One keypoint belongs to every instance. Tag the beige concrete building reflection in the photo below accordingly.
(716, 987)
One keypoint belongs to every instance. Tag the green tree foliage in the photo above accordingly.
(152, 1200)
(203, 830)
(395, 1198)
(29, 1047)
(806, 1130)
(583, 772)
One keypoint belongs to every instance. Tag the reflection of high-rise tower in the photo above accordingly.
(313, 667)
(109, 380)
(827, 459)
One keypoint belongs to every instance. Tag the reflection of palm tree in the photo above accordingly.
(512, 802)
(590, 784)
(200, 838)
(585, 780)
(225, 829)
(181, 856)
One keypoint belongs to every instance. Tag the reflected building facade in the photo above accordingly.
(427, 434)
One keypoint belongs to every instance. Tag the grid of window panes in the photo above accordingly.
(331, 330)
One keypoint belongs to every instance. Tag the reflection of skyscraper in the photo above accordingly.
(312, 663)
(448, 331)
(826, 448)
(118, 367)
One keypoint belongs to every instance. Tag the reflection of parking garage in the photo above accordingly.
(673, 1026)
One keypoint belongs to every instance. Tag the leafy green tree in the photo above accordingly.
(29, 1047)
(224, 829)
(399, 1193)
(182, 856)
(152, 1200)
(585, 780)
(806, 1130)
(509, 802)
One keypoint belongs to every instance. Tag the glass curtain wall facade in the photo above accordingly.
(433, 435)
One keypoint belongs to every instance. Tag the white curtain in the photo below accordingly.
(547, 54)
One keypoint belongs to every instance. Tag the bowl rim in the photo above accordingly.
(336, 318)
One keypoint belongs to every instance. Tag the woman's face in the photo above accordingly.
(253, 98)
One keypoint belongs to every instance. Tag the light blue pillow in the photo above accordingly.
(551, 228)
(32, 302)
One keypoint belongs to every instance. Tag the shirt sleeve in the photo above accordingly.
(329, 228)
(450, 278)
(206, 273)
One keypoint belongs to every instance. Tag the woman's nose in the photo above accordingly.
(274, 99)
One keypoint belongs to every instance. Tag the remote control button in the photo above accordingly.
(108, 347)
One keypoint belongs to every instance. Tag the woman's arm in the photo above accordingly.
··········
ABOUT THIS EXERCISE: The full listing needs to be transcribed exactly.

TASK ANSWER:
One keypoint belongs to every instance. Tag the beige concrete building reflection in the photo below accordingly.
(716, 987)
One keypoint belongs to every instance. Tag the green tree foliage in the photo above accordingly.
(152, 1200)
(203, 830)
(395, 1198)
(29, 1047)
(806, 1130)
(583, 772)
One keypoint belongs to every instance. Tag the reflection of high-rise tower in the photo above accordingly.
(313, 667)
(109, 380)
(827, 459)
One keypoint belongs to every instance. Tag the reflection of palm tree in the photo above accordingly.
(512, 802)
(590, 784)
(200, 838)
(585, 780)
(225, 829)
(181, 856)
One keypoint belongs to every instance. Tag the reflected building facade in the photo above accordingly.
(427, 434)
One keypoint belongs to every instance. Tag the grid of window panes in the photo above accordingly.
(331, 330)
One keypoint belongs to every instance. Tag the reflection of skyscraper in the photo above accordingly.
(312, 663)
(448, 331)
(826, 448)
(118, 367)
One keypoint belongs to every instance. Tag the reflection of parking garage in the photo above accordingly.
(673, 1026)
One keypoint belongs to every instance. Tag the leafy green tree in the photo above accordingly.
(29, 1047)
(224, 829)
(399, 1193)
(182, 856)
(152, 1200)
(585, 780)
(806, 1130)
(509, 802)
One keypoint belongs to every instance. Tag the glass curtain wall facade in the photo above accordingly.
(433, 435)
One keypoint belongs to every instance. Tag the white curtain in the photo below accordingly.
(547, 54)
One keypoint belongs to every instance. Tag the bowl rim in the photo above accordingly.
(336, 318)
One keypoint belongs to every instance. Tag the woman's face in the photo above accordingly.
(253, 98)
One keypoint belongs to every instance. Tag the light blue pillow in the photo above accordingly.
(551, 228)
(32, 302)
One keypoint belongs to every instance. Tag the shirt sleeve in the photo above accordingly.
(329, 228)
(450, 278)
(206, 273)
One keypoint belongs to every instance. Tag the woman's nose in the photo above accordingly.
(274, 99)
One keypoint belongs to every instance. Tag the remote control button in the photo above accordingly.
(108, 347)
One keypoint belongs to every instance. Tag the woman's arm in the photo above accordingly.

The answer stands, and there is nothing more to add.